SET PROBLEM:
Reproduce only the lines of the material between the one containing "the tv cart" and the one containing "pixel 453 8", inclusive, with every "Target" changed to "Label" and nothing else altered.
## BEGIN
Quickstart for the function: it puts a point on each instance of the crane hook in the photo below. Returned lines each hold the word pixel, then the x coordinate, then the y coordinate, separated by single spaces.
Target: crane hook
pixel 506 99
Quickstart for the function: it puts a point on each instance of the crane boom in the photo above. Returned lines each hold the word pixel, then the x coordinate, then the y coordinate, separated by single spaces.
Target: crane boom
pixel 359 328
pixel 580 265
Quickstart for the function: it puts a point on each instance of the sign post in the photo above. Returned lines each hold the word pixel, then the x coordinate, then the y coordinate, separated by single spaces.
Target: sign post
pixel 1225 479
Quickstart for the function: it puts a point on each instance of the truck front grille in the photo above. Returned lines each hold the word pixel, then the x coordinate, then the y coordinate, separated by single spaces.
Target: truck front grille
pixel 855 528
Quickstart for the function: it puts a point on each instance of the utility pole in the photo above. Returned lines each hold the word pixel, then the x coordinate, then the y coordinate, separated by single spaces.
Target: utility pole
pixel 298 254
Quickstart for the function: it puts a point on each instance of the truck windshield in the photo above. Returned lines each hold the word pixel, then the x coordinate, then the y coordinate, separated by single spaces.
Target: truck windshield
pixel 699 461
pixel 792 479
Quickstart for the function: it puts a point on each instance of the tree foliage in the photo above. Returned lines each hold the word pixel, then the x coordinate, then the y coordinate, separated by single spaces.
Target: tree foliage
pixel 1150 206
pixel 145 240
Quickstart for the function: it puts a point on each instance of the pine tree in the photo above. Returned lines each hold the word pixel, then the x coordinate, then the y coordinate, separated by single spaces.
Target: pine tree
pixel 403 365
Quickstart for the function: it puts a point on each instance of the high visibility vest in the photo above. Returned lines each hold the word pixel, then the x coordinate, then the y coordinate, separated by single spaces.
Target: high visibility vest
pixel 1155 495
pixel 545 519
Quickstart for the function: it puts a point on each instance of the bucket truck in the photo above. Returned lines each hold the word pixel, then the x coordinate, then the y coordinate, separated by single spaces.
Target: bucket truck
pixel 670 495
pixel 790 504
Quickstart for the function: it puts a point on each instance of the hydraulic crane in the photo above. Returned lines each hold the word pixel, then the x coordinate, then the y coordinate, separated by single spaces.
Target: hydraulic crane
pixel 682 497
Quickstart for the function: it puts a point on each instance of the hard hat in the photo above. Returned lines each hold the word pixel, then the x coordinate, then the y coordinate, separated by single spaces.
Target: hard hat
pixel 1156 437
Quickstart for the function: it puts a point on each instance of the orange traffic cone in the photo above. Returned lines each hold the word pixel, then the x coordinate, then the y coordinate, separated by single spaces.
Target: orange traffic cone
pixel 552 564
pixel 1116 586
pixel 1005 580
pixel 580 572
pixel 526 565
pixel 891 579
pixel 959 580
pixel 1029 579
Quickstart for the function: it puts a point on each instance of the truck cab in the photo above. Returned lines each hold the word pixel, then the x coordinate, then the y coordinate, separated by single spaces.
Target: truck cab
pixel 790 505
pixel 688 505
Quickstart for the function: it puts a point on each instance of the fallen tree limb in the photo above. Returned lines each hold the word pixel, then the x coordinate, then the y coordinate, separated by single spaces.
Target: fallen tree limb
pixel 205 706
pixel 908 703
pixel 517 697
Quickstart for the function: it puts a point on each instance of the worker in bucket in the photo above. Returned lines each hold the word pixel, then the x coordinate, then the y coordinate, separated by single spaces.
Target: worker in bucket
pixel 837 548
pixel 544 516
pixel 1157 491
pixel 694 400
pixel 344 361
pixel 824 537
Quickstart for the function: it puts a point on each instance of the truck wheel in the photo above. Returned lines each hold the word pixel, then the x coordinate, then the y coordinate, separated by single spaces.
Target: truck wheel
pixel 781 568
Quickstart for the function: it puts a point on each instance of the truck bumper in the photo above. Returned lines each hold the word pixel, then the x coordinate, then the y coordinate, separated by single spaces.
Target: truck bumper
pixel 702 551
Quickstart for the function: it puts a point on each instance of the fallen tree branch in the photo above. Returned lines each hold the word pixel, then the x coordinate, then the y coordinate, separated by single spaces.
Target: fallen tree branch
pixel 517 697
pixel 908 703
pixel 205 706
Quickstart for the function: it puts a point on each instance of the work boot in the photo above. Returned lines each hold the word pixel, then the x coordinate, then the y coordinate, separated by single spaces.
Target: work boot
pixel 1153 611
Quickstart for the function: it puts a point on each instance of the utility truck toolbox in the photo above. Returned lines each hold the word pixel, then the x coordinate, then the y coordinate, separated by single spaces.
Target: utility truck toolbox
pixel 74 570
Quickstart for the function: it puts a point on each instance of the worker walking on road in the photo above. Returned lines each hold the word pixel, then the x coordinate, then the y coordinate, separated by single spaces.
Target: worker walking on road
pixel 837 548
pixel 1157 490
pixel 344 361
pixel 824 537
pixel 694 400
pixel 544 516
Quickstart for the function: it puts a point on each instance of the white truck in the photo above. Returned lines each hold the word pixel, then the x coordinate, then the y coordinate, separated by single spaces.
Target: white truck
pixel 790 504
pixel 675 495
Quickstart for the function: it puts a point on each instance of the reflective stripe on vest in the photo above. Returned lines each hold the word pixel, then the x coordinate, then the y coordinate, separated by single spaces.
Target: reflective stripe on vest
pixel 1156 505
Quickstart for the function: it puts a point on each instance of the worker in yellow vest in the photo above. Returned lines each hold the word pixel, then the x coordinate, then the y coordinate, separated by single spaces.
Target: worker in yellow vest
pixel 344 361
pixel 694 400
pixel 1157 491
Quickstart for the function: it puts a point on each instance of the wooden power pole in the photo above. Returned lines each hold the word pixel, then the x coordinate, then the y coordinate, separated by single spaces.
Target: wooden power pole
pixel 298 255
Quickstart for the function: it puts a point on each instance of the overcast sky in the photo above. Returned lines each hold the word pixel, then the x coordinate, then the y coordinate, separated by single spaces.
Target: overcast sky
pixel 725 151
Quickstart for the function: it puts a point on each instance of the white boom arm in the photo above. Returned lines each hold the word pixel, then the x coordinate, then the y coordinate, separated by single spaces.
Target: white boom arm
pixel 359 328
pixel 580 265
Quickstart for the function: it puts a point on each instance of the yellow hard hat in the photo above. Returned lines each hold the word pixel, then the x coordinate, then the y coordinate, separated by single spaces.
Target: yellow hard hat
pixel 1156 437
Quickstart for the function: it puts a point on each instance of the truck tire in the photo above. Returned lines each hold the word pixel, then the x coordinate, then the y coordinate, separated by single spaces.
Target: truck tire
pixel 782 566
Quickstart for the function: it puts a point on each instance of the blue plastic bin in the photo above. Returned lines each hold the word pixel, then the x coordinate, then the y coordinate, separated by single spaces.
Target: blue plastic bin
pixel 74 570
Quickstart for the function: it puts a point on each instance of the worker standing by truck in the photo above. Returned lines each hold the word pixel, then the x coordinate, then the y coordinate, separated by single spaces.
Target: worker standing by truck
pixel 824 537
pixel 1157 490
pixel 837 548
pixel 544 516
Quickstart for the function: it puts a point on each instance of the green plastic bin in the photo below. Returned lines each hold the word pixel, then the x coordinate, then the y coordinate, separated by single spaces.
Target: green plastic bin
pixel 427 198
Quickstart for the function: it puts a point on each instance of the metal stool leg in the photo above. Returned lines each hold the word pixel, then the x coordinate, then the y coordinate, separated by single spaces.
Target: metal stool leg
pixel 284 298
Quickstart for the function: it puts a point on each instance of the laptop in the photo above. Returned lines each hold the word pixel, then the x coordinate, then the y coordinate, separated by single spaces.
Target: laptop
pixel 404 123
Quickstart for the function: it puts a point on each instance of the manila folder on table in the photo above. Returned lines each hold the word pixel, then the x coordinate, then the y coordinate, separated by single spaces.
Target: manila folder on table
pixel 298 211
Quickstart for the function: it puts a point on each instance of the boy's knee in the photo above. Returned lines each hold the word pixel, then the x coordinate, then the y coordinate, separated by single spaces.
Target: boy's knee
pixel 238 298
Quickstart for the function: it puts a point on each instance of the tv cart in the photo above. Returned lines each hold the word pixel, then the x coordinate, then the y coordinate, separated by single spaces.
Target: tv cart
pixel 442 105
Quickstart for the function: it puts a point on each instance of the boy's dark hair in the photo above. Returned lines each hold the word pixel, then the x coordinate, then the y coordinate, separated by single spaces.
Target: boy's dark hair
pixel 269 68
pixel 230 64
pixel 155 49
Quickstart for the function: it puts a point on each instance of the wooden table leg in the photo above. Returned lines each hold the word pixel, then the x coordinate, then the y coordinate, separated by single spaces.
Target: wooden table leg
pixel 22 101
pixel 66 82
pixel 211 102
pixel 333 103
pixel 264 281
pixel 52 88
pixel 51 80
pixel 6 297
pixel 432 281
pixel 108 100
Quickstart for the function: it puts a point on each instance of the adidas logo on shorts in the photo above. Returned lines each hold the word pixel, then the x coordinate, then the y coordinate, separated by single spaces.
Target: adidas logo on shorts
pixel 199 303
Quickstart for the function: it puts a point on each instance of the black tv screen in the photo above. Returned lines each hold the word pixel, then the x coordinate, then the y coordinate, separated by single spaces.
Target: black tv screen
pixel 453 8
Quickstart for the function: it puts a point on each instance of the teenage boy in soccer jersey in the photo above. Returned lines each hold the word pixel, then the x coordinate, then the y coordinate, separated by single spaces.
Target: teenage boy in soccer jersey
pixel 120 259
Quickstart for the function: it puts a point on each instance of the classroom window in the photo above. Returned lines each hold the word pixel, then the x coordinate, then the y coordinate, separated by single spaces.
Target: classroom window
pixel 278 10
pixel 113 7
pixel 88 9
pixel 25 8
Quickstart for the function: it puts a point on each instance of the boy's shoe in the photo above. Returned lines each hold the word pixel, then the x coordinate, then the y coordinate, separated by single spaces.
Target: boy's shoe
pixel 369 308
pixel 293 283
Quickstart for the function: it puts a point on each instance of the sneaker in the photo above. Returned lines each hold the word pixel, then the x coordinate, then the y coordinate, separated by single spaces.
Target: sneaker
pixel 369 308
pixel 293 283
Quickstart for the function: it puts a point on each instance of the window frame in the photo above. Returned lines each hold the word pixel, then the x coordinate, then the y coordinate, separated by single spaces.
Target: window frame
## END
ANSWER TO THE PROBLEM:
Quickstart for the function: it puts a point on each instance of the tv cart in the photo above. Returned lines each hold the word pixel, then the x coordinate, then the y coordinate, separated by single spaces.
Label: tv cart
pixel 442 105
Quickstart for the function: it puts a point on each instance of the boy's dark hair in the photo above. Returned lines each hold the word pixel, then the x coordinate, then the y coordinate, separated by single spaces.
Label: boy's dark hair
pixel 269 68
pixel 230 64
pixel 155 49
Quickstart for the function: it puts a point on each instance of the wooden table leg in the photo above. Returned lines each hold the word pixel, then the x coordinate, then the y coordinate, separated by single spaces.
Label: wooden table leg
pixel 22 101
pixel 66 82
pixel 211 102
pixel 333 103
pixel 264 281
pixel 52 88
pixel 51 80
pixel 6 297
pixel 432 281
pixel 108 100
Quickstart for the function: it puts a point on each instance of the adidas logo on shorts in the photo above. Returned lines each hold the word pixel, then the x coordinate, then the y coordinate, separated by single spaces.
Label: adidas logo on shorts
pixel 199 303
Quickstart for the function: it puts a point on each instance of the black tv screen in the photo above. Returned lines each hold the word pixel, then the x coordinate, then the y coordinate, separated by single spaces.
Label: black tv screen
pixel 453 8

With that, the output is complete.